--- Start LISTING ---
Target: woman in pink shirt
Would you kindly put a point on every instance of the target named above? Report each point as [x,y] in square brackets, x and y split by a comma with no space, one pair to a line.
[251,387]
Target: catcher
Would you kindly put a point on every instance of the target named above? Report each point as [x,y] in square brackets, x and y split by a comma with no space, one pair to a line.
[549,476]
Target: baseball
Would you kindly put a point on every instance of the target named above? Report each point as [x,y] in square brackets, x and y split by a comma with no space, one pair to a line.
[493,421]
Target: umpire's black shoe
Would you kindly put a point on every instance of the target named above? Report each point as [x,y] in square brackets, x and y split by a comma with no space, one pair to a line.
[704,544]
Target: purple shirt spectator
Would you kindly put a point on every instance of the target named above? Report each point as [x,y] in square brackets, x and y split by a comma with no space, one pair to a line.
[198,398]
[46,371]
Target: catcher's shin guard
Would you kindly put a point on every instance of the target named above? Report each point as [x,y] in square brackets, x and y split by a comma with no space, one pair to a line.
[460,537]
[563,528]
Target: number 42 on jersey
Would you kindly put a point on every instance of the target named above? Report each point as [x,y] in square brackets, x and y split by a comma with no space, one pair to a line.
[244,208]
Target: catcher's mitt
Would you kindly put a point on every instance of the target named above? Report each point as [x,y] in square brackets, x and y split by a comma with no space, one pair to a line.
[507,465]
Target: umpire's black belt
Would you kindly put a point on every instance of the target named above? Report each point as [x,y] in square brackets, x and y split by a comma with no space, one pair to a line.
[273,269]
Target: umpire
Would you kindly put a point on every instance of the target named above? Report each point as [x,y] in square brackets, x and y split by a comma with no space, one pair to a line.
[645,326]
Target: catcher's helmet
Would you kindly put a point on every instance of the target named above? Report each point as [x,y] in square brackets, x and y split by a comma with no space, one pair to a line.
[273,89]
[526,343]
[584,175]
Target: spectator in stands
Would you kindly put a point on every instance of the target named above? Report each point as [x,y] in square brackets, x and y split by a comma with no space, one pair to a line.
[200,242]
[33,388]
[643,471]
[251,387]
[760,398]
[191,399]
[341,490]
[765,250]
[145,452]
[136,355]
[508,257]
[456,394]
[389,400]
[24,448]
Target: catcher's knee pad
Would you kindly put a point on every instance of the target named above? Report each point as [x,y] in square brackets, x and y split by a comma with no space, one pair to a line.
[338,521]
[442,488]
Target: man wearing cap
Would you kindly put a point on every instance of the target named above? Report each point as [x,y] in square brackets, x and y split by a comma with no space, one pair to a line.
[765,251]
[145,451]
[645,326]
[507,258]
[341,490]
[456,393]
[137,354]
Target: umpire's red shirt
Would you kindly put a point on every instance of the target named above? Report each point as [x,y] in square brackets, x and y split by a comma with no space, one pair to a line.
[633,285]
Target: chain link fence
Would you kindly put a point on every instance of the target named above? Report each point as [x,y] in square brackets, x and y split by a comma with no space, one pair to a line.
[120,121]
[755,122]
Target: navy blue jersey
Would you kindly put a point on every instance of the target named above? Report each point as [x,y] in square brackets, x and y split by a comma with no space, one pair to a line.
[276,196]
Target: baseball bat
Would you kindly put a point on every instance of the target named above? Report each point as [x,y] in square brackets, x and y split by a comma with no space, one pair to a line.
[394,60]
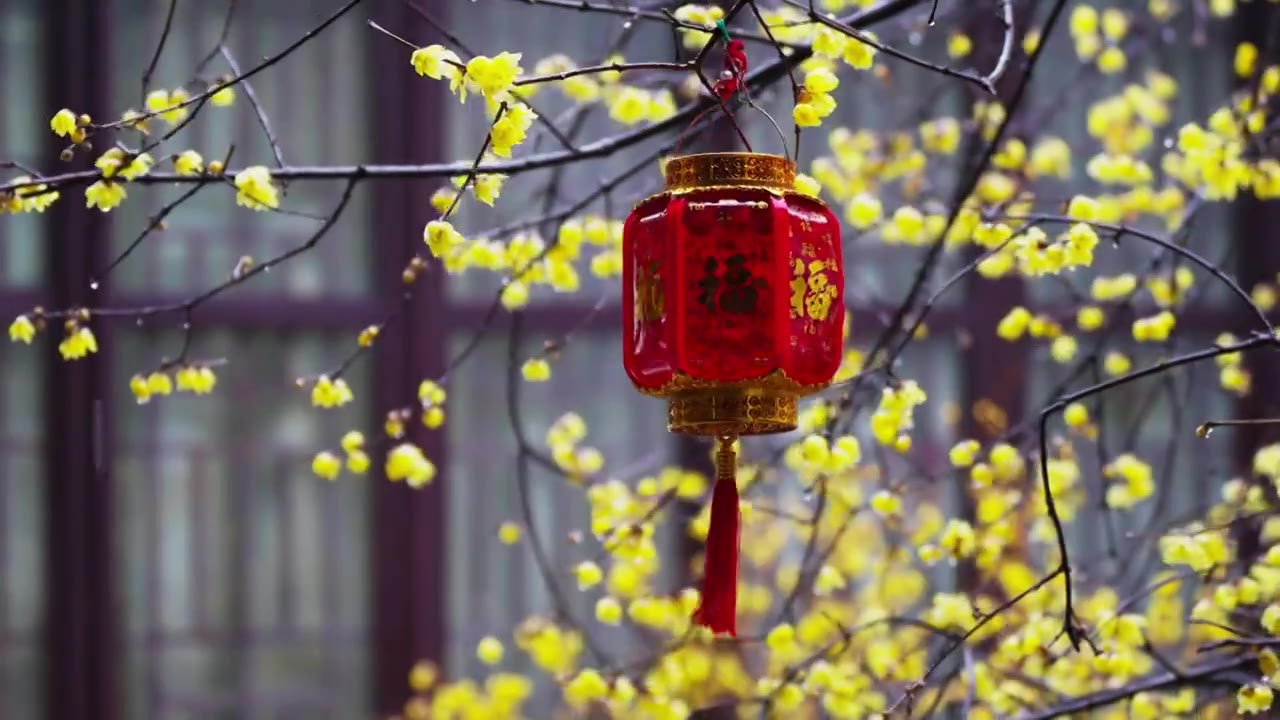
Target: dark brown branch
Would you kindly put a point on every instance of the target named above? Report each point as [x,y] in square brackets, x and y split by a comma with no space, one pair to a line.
[257,108]
[159,50]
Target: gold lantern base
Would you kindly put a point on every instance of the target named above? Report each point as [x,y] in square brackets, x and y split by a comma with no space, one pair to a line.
[732,411]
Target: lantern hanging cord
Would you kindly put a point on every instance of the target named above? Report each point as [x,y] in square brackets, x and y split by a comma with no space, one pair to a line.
[731,82]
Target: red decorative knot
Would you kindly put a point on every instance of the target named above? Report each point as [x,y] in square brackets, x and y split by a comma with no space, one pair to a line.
[734,76]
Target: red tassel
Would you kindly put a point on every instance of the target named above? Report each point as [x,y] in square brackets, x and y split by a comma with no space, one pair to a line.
[718,605]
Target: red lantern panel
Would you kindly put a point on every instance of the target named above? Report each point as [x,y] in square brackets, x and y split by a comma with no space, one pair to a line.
[648,354]
[730,320]
[731,277]
[816,300]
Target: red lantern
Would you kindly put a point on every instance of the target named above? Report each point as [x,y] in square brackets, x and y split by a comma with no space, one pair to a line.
[732,310]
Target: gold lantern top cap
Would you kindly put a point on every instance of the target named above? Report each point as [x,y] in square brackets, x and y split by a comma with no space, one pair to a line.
[711,171]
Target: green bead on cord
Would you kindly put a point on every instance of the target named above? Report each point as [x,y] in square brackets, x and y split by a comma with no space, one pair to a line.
[723,28]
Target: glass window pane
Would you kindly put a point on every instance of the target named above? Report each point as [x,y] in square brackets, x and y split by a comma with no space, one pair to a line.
[22,135]
[209,233]
[246,578]
[22,532]
[492,586]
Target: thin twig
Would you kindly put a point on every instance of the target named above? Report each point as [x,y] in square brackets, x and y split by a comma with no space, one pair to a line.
[257,108]
[159,50]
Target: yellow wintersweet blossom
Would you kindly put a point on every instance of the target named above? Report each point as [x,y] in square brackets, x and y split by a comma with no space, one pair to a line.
[22,329]
[168,104]
[188,163]
[494,76]
[327,465]
[255,188]
[78,342]
[406,463]
[536,370]
[63,123]
[327,392]
[511,130]
[104,195]
[433,60]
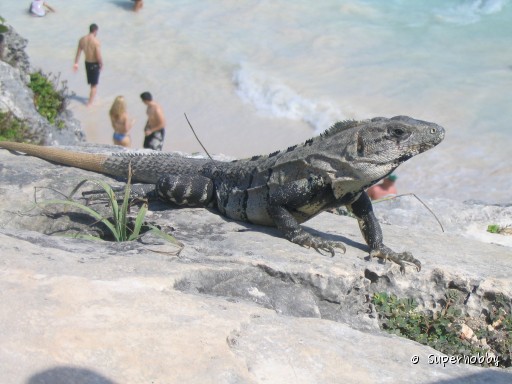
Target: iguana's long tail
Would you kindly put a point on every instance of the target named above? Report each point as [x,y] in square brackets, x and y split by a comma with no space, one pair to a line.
[88,161]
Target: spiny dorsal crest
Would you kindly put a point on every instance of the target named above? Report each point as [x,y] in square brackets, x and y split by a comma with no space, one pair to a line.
[339,127]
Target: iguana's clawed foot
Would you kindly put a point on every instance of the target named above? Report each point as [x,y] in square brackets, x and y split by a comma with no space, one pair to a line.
[400,258]
[317,243]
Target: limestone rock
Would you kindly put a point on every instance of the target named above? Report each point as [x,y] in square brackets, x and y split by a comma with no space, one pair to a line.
[239,304]
[17,98]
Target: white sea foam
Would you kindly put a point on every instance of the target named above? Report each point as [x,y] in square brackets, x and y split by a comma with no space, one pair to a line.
[257,76]
[270,96]
[469,12]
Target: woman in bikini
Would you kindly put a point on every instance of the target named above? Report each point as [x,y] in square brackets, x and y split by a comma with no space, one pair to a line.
[120,122]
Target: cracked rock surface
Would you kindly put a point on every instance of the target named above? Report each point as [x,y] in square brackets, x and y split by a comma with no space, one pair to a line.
[239,304]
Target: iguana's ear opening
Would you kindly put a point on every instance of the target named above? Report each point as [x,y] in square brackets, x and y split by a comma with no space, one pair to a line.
[399,132]
[360,146]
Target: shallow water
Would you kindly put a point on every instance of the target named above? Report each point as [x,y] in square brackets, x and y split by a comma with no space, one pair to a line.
--- End LISTING ---
= PROMPT =
The lines to reproduce run from the one that contains "Target: limestone rock" through the last line above; copy them exactly.

= COMPLETE OUTPUT =
Target: limestone rock
Would you kindly put a point on every instance of the target named above? Report each point as [x,y] in square brackets, x and y split by a comma with no space, one pair to a line.
[239,304]
[17,98]
Target: white sea foam
Would you kindly put a point on every instance of the target named above? Report each point as [x,y] in square brackets, x and y split by a comma with no space, one pair to a line.
[257,76]
[270,96]
[469,12]
Target: woman in bikini
Would you kindly put a point on every instance of the target named above? Report each point as [x,y] in square brackets, x and y split by a comma with no space, one pair to a line.
[120,122]
Target: cracked rock surface
Would you kindly put a point on every instance of the target named above? Report each point as [x,y] in square brackets, x and y split by a comma with no space, one pair to a line.
[239,304]
Target: iguana's ear opening
Would you kindly put a point on every instance of the target named above? Report each point as [x,y] in square brackets, x and y split by a comma with no space, one pair to a line.
[399,132]
[360,146]
Target: shallow water
Would you kindly put a point on every instance of the target named above? Report each point as [x,y] in square brackets, x and y split by a comma with no space, one pair to a line.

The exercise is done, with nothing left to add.